- [WRITTEN EXERCISE]: Repeat verbatim the lines of the records below, starting at the line containing "In this exercise you will mark every instance of the breaking" and ending at the line containing "<point>37,194</point>", with both of those lines included.

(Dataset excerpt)

— start —

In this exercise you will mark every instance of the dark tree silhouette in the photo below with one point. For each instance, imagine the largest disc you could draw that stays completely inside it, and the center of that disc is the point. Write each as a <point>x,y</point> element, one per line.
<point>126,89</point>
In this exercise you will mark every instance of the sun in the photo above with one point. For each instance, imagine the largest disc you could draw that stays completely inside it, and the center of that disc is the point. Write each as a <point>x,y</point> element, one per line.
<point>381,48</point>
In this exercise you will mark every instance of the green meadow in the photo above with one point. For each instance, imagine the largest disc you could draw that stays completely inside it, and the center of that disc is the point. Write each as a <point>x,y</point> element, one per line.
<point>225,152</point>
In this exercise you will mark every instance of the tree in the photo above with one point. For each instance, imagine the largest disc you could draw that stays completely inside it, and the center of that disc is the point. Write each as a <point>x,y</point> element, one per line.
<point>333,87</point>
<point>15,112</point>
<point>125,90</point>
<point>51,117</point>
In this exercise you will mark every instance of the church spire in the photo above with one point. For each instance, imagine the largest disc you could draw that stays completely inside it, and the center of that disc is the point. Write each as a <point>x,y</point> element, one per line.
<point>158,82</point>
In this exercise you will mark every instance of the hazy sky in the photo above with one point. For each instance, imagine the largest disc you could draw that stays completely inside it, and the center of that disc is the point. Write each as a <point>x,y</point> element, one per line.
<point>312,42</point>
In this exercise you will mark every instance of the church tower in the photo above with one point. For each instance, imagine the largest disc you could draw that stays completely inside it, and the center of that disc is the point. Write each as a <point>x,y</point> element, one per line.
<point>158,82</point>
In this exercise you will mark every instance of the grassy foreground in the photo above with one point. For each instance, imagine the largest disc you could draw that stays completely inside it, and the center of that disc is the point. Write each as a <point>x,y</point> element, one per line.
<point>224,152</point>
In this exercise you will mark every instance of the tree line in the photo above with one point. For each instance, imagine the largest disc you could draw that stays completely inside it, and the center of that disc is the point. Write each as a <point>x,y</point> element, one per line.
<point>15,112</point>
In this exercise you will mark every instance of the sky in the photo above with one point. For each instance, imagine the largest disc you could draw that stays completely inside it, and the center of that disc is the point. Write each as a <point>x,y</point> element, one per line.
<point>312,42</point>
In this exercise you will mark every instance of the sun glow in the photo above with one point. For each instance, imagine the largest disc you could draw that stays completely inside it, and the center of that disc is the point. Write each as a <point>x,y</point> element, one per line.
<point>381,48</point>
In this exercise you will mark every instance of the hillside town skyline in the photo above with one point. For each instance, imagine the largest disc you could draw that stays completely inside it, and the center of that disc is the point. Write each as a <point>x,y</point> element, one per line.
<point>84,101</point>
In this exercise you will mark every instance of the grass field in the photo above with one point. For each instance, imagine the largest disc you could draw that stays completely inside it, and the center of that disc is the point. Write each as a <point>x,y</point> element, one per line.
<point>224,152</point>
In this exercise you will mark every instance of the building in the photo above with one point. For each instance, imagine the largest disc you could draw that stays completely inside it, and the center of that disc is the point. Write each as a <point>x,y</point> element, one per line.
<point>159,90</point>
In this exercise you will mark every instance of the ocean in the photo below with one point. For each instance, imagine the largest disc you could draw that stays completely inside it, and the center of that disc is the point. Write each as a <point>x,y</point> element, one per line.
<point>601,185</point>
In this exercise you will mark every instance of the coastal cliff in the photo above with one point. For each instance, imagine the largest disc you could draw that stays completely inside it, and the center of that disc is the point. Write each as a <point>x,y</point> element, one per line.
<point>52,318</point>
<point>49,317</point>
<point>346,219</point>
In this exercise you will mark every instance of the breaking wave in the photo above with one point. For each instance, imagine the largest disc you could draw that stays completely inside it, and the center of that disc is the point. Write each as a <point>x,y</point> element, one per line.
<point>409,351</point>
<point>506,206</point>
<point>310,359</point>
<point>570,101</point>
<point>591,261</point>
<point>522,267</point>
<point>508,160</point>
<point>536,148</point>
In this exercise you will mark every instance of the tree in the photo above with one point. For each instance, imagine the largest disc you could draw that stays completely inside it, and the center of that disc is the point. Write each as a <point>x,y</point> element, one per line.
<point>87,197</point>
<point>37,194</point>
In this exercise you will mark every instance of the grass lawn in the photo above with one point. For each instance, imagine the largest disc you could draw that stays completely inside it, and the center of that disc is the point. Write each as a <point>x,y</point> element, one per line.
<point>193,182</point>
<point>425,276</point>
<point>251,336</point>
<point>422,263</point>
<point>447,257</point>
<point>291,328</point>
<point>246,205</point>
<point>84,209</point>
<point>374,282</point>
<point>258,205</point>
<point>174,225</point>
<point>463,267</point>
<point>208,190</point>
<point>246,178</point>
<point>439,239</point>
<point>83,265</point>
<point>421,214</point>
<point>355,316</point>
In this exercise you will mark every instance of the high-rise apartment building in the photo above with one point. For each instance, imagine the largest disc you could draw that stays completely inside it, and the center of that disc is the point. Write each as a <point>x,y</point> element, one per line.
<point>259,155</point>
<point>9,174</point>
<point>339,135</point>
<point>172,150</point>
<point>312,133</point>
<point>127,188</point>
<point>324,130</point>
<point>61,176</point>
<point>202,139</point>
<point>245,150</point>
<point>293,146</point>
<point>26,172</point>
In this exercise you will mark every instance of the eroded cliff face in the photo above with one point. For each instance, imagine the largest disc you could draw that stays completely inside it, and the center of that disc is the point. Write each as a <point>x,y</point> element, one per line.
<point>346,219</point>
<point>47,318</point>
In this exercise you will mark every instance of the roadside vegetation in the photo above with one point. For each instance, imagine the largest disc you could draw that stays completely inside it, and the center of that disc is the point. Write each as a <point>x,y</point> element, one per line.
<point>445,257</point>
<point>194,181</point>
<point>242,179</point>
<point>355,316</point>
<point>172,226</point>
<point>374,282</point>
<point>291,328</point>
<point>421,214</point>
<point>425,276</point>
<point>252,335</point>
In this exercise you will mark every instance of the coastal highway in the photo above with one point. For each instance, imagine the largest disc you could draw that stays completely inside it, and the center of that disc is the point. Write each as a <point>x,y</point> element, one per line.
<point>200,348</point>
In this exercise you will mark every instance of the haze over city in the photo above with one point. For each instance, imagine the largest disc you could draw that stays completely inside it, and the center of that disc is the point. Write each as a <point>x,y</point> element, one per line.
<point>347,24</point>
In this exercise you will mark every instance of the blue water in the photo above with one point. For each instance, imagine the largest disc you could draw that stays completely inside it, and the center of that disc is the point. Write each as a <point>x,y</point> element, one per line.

— end —

- [OUTPUT OF THE TASK]:
In this exercise you will mark every instance of the breaking wave in the photo above with one point. For each instance, imagine the largest disc you could draw that stays completely inside it, and the center of that disc is the point. Write each as a <point>x,y</point> element, one per line.
<point>409,351</point>
<point>506,206</point>
<point>310,359</point>
<point>570,101</point>
<point>591,261</point>
<point>522,267</point>
<point>508,160</point>
<point>536,148</point>
In this exercise you will mark every instance of the tree in the photo above with one point. For each instance, imagine the largest disc you could draw that stays completely inside it, and the center of that disc is the point. Write each as a <point>x,y</point> element, one per line.
<point>87,197</point>
<point>37,194</point>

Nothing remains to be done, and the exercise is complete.